[Collected data]
:::::
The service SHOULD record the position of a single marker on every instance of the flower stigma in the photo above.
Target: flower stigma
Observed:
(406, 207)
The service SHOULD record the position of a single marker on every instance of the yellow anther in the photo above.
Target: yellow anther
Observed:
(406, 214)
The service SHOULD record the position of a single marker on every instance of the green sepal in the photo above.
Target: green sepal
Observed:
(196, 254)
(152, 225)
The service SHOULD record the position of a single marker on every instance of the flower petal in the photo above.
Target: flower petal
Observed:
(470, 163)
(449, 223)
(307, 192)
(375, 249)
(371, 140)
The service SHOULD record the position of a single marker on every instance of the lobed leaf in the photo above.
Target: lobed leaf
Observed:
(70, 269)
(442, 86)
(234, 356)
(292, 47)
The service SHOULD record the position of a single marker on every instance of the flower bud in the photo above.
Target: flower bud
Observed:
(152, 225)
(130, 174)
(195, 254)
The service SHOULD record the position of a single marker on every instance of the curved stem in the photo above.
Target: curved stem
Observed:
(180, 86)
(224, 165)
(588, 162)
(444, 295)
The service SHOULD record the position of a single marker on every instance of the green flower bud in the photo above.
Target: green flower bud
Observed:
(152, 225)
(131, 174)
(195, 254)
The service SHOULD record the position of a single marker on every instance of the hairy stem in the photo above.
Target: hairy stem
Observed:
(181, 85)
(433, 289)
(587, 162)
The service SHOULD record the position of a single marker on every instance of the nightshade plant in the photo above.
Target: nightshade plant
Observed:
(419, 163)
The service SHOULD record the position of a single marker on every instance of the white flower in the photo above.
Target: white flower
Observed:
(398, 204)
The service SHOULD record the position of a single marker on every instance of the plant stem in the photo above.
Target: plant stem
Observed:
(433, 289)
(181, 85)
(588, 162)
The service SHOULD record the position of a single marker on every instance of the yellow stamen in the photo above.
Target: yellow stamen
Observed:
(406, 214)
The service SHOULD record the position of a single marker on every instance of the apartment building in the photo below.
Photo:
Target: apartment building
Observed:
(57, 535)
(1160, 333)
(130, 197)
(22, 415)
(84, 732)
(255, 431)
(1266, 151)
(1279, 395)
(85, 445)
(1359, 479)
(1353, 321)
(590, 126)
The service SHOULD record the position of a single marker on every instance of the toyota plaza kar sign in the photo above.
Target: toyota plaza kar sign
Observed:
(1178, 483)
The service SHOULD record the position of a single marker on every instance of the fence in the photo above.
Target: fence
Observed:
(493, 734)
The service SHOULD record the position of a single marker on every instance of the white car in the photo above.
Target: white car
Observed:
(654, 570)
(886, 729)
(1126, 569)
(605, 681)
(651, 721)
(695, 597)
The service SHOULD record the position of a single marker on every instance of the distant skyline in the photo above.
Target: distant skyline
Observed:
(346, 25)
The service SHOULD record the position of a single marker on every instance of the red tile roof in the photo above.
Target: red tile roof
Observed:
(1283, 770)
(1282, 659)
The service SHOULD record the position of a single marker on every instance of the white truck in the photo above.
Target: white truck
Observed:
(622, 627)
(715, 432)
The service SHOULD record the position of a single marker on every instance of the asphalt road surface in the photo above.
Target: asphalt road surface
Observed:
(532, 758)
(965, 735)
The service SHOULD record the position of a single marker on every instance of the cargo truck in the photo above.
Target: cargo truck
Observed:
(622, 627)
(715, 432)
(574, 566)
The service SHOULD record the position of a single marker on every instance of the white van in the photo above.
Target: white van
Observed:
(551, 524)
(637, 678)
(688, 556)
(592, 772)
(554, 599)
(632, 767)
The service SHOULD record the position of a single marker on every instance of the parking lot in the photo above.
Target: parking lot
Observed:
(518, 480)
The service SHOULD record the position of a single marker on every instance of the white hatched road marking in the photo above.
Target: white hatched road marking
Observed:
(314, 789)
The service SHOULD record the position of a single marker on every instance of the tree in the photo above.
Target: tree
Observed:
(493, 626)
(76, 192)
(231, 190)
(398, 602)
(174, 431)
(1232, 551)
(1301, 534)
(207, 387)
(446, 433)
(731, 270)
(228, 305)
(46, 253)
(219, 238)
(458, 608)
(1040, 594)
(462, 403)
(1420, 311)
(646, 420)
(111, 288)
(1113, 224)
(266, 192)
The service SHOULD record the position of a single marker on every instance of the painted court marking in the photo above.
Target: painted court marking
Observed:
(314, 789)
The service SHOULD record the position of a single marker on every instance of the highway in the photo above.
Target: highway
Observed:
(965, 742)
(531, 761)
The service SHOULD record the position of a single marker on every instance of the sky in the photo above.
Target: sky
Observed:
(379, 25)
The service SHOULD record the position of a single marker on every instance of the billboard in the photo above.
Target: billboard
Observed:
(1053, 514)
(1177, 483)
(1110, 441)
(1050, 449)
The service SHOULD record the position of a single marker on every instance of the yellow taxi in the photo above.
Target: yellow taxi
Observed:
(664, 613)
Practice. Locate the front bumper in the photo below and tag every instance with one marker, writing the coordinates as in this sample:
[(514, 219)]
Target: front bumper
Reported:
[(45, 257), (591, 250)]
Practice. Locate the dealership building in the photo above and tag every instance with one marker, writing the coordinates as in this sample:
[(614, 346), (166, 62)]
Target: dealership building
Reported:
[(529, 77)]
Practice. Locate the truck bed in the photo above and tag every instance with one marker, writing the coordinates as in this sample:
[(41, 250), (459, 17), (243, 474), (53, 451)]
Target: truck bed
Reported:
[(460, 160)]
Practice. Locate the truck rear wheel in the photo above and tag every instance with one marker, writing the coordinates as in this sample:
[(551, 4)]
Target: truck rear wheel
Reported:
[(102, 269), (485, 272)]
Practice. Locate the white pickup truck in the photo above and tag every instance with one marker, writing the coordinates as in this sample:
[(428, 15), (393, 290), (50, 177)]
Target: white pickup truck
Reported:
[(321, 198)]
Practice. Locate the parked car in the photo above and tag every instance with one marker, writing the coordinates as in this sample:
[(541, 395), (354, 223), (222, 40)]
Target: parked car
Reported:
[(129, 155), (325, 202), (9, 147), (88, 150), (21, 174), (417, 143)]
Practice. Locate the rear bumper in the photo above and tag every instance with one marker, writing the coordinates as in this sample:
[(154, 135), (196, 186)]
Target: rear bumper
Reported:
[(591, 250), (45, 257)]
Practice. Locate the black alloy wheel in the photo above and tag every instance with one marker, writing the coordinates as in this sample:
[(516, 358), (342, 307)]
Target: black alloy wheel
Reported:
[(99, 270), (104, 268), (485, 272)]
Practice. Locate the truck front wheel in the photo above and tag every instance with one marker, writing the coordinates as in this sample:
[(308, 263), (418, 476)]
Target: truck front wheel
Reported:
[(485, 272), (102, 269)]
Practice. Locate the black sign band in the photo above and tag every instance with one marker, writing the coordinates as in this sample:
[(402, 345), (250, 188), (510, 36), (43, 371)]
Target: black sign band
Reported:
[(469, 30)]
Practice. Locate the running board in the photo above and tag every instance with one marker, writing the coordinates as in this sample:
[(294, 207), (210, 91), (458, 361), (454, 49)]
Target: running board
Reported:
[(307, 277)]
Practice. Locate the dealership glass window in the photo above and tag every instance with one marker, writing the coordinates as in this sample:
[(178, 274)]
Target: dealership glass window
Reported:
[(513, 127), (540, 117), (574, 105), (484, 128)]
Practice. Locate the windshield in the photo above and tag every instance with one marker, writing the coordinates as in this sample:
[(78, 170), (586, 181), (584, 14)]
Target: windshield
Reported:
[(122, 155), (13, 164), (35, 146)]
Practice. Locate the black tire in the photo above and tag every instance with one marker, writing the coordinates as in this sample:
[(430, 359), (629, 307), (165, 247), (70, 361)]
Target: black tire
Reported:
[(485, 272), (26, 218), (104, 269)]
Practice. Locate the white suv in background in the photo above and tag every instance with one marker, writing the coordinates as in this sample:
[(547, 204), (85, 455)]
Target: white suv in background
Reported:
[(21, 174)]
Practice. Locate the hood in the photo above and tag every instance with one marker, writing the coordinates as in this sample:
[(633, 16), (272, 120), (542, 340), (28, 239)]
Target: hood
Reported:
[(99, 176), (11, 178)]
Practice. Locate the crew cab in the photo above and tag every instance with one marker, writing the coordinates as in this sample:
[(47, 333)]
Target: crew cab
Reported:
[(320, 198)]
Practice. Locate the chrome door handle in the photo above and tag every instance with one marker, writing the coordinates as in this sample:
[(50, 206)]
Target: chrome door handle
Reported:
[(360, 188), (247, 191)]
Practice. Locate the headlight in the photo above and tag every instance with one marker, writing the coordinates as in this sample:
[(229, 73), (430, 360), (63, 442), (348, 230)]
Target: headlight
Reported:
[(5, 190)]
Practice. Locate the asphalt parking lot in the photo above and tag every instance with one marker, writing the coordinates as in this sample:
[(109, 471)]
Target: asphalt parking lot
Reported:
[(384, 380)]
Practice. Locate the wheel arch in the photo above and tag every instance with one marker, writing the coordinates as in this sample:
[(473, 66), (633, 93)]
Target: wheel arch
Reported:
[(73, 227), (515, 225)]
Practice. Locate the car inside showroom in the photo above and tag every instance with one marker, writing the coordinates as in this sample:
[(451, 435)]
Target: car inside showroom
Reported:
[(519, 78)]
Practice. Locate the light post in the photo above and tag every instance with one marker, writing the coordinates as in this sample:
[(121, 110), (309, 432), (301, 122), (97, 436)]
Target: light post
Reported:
:::::
» **Work instructions**
Reproduce the rows from the line containing "Practice. Locate the headlight" through the end of the rows, substituting "Observed" for every occurrence of "Reported" and leaving all other text unchanged.

» **Task output**
Practice. Locate the headlight in the photo above and tag every instance with one marker, writing the coordinates as in this sample:
[(229, 73), (430, 360), (63, 442), (348, 230)]
Target: headlight
Observed:
[(5, 190)]
Practice. Locate the asphalt parking lot in the photo above and tag every instance with one marker, writing the coordinates as in this sample:
[(109, 471)]
Target: asphalt parking lot
Observed:
[(384, 380)]
Practice. Locate the wheel arch in the photo above and tag every instance with one marker, writing the coordinates as in this sample:
[(473, 66), (633, 93)]
Target: wheel arch
Observed:
[(73, 227), (515, 225)]
Practice. Locate the car inside showroom in the photo above and tag every instance with one marker, writing the coordinates as in this sample:
[(451, 435)]
Target: car inside showroom
Observed:
[(519, 78)]
Practice. Locate the light post in the photo above and tag every instance with one marker, writing the coordinates as in this sample:
[(121, 110), (309, 432), (301, 122), (97, 436)]
Target: light post
Observed:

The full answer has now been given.